§ **WHAT YOU HAVE TO DO**
Look through the material below. Return exactly the lines from the one with "Annotation task: mark the haze" through the one with "Annotation task: mark the blue", both included.

§ **INPUT**
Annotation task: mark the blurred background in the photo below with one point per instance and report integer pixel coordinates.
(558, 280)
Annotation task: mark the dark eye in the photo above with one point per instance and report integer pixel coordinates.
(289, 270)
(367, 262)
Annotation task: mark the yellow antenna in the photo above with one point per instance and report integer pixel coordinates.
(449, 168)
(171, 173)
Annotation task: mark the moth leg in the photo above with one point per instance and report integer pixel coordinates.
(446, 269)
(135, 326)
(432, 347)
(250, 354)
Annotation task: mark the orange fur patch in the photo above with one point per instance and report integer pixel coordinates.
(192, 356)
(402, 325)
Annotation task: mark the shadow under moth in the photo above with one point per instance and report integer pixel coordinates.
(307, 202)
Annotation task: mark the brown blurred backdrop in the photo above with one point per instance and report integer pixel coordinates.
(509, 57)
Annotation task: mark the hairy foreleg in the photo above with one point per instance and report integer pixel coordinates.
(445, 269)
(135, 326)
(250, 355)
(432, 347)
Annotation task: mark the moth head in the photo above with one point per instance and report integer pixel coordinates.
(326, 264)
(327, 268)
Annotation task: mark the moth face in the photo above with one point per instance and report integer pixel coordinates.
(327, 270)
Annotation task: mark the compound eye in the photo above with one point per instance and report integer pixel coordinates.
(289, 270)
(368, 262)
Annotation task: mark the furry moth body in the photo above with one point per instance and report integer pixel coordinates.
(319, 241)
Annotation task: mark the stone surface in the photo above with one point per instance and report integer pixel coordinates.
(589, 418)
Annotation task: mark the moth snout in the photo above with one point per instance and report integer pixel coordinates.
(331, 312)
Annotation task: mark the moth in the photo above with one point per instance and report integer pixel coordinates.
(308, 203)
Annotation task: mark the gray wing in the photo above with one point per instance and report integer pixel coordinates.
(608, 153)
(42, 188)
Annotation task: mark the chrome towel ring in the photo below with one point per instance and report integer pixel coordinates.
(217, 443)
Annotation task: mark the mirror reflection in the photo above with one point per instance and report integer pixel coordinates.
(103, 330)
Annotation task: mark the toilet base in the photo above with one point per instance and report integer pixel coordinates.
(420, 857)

* * *

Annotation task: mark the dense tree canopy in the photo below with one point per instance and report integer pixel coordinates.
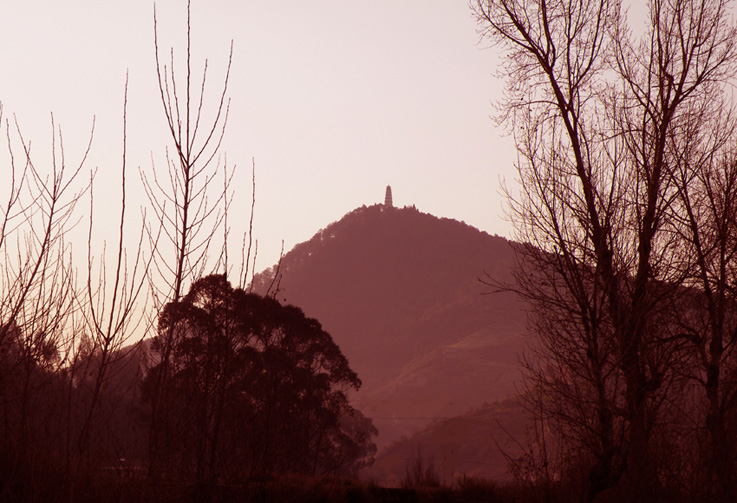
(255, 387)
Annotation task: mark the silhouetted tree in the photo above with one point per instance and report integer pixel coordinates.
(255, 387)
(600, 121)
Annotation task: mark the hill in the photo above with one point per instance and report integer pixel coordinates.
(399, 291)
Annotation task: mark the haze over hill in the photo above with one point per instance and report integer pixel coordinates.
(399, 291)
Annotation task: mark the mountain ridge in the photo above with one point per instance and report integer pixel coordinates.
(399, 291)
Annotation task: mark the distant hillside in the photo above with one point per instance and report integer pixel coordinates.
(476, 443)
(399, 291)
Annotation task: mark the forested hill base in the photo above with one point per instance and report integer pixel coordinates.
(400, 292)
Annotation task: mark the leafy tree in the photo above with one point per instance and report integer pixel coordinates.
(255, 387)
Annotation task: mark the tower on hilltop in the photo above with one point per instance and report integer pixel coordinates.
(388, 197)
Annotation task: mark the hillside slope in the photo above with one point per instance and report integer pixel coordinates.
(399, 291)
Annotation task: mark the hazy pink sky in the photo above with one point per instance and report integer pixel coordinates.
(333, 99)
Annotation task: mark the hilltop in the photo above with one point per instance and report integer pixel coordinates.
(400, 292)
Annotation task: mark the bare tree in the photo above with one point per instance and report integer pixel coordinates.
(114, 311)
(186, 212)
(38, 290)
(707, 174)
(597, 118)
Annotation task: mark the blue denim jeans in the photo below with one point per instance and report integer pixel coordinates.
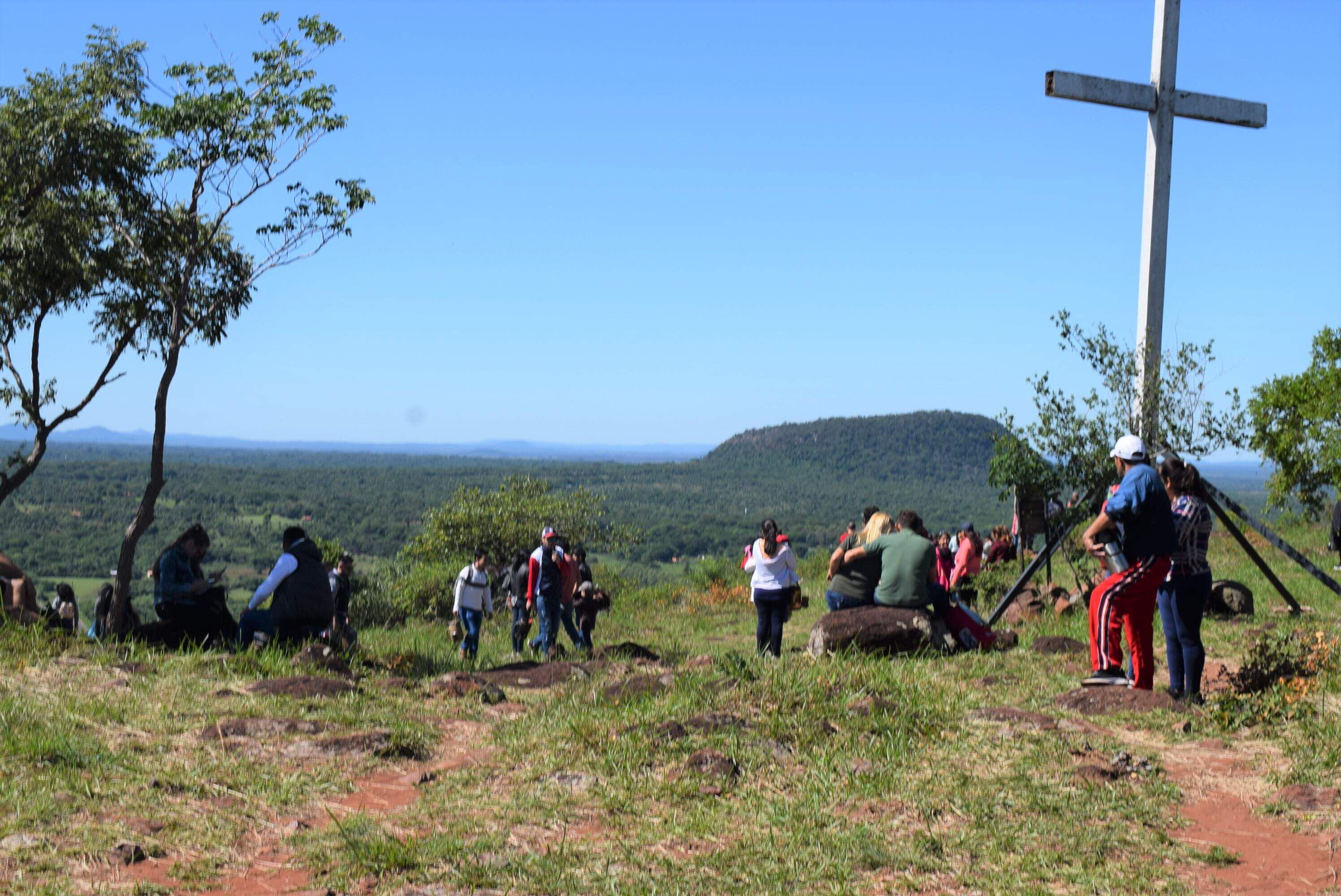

§ **YOUR SOLUTION**
Annotation task: mark the haze over hill in the photo above with one point per instance and report integer pixel coordinates.
(399, 291)
Annotation task: mark the mountain ridge in the photo above with one point per instance and report integer pixel coordinates.
(399, 291)
Annotation task: mark the distant hillside in the photo above with one point per instance and report integer pixel coordinates.
(476, 443)
(399, 291)
Annotation task: mark the forested hill base in the photo above with one point per instance and report integer pixel coordinates.
(400, 292)
Annotation task: mark the leafy tree in the photo above with one point per instance and report integer pixel coordinates.
(255, 387)
Annotation task: mark the tower on hilltop in the photo above with one point per instance and report integer pixel coordinates.
(388, 197)
Annotation task: mark the hillside slope in the photo above with one point per instance and report integer pixel coordinates.
(399, 291)
Annotation task: mark the hazy pink sky in the photo above with one point per instance and report integer pixel coordinates.
(333, 99)
Annotation task: mark the hilltop in the photo above with one point per instance and report integer pixel coordinates.
(400, 292)
Annotation task: mark the bare tree in the photo above with one point per instance and report integer pixel coordinates.
(114, 311)
(186, 212)
(38, 290)
(707, 174)
(597, 118)
Annotation task: mark the blue denim jeans in the photo below with one point per instance and report integer pixel coordinates.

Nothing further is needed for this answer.